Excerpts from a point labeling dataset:
----
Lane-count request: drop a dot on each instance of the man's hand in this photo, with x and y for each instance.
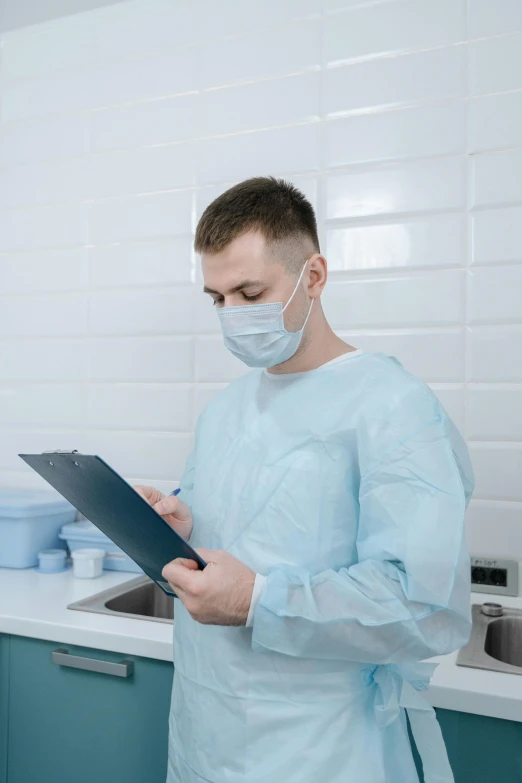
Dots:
(172, 509)
(218, 595)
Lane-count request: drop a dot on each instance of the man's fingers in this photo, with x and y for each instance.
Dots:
(181, 573)
(168, 505)
(208, 555)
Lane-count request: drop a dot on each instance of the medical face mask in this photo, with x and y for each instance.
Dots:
(256, 334)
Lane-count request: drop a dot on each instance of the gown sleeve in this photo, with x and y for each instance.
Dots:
(408, 595)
----
→ Your goal
Rewrite the rows above as a JSON list of strings with one string per line, skipping blank lines. Leave the pictures out.

→ Solution to this task
[
  "Lane-count request: drop a dot on each instance of the man's hand in this photo, with x and y for each instance.",
  "Dots:",
  "(172, 509)",
  "(218, 595)",
  "Lane-count request: drop a dot on each instance of the man's fingers in this photo, with x and y for each instance.",
  "Dots:",
  "(181, 573)",
  "(168, 505)",
  "(208, 555)",
  "Lane-count request: drop a dot on each instance of the medical face mask in this photo, with x and y for each instance.",
  "Dots:",
  "(256, 334)",
  "Lane-count request: drop a dot on each instance of the gown sleeve in this photo, with x and y for each instance.",
  "Dots:",
  "(408, 595)"
]